### What to do
How many lines in the items below contain the string "table", counting only matches with the same case? Reply with the number alone.
— Begin Given information —
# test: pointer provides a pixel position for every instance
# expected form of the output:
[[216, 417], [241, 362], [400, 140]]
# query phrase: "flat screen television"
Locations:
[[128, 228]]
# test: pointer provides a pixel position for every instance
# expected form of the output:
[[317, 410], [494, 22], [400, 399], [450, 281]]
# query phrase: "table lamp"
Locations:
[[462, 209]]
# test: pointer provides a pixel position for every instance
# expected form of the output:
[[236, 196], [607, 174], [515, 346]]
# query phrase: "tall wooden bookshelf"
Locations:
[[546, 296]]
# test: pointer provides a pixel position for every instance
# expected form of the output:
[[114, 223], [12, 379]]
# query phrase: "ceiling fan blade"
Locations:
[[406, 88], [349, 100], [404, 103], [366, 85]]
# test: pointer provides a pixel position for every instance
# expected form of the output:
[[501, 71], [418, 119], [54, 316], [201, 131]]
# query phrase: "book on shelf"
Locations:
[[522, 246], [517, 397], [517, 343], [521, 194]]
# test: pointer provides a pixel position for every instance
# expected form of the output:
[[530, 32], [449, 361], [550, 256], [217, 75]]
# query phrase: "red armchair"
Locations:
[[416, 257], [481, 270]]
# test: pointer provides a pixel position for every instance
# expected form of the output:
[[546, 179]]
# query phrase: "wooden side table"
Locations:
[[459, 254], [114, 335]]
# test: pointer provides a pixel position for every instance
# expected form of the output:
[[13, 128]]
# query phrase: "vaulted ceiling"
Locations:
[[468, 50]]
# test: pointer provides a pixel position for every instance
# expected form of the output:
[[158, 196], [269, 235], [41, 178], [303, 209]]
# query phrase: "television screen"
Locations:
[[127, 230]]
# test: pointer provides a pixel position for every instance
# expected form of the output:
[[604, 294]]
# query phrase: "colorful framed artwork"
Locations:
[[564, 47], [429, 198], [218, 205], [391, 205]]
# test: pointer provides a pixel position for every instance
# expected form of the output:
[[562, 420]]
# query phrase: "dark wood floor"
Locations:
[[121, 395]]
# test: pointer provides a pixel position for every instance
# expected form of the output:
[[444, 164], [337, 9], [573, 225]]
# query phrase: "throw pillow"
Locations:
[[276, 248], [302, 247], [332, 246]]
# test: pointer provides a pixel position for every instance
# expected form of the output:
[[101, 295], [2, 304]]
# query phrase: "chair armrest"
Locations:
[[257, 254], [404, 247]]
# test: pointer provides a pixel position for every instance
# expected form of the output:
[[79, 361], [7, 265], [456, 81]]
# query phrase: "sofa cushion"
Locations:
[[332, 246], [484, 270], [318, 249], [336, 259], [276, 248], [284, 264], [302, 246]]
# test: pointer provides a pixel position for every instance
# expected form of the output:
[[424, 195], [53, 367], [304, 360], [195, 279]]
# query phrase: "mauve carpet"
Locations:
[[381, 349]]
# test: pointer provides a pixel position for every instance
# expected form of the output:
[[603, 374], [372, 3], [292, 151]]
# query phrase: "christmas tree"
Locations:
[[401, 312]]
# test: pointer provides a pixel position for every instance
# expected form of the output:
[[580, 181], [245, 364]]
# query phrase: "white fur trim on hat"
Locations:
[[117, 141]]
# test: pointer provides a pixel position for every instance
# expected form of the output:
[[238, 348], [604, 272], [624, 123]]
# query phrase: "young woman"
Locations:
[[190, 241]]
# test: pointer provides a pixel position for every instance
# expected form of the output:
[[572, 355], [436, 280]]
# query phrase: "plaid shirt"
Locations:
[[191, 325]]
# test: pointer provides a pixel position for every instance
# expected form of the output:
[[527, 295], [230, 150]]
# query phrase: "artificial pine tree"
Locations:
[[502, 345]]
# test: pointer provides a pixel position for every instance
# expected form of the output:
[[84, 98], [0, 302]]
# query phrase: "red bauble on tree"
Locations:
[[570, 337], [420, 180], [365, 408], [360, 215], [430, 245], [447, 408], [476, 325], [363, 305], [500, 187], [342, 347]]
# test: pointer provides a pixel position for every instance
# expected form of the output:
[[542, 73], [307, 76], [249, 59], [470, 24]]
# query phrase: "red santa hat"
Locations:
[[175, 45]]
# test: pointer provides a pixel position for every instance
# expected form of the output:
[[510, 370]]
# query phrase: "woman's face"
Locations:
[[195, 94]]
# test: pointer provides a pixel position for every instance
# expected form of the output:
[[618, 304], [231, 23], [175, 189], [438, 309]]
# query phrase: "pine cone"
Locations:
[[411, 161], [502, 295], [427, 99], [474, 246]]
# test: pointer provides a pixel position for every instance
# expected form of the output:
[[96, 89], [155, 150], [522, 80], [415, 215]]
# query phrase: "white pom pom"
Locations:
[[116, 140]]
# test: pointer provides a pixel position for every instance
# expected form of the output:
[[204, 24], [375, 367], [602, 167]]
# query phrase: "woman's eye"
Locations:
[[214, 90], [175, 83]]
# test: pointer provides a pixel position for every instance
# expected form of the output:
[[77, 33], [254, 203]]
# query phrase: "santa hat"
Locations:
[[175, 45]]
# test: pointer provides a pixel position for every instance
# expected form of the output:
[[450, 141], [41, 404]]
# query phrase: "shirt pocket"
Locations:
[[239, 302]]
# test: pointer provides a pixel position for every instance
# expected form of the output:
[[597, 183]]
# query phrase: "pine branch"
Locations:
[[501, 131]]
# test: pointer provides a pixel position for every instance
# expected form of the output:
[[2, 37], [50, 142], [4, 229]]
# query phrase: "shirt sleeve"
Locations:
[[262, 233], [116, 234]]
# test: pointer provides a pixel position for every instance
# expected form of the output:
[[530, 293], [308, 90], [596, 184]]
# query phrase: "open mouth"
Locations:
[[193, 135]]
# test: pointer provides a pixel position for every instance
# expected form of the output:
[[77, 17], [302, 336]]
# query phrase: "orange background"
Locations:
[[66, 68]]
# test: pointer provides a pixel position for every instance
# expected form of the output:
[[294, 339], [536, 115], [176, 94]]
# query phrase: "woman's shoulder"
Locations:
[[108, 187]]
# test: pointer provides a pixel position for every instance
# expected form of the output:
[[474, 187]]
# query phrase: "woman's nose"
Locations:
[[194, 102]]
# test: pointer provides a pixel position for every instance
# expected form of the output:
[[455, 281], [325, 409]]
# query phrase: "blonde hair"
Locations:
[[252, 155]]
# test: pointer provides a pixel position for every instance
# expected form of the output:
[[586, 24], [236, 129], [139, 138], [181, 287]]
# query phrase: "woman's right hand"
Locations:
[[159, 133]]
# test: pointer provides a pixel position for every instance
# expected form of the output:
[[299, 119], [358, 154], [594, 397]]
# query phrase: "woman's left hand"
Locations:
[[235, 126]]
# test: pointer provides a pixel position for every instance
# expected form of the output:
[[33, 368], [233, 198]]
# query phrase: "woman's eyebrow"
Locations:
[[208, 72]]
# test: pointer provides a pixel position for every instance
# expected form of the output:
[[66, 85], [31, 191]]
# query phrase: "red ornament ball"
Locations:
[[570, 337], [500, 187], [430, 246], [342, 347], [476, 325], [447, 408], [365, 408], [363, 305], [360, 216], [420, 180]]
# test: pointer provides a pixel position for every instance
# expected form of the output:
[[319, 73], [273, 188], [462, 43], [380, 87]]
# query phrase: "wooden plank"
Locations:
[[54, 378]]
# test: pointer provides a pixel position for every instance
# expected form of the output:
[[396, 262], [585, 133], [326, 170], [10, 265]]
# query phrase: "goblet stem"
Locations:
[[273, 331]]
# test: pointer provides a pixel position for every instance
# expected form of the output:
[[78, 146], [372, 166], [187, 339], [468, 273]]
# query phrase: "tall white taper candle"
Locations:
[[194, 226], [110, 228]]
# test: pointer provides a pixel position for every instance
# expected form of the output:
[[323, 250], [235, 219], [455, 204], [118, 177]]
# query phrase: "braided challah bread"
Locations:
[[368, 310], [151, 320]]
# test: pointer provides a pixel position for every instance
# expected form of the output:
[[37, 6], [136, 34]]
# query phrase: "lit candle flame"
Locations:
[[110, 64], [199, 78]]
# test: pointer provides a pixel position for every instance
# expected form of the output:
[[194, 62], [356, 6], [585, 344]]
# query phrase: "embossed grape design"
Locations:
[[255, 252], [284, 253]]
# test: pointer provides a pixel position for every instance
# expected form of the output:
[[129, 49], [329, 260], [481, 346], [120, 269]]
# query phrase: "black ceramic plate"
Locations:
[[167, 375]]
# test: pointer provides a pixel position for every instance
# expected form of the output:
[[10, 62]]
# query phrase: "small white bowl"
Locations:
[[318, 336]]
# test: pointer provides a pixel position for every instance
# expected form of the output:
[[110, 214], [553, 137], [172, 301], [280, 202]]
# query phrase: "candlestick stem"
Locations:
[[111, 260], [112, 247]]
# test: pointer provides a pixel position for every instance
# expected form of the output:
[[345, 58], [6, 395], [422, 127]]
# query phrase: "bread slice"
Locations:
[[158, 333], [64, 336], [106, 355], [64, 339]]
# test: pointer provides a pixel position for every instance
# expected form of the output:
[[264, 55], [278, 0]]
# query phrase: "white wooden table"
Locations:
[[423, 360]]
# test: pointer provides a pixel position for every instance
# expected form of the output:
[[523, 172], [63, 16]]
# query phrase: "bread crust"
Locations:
— End Given information —
### Response for this exercise
3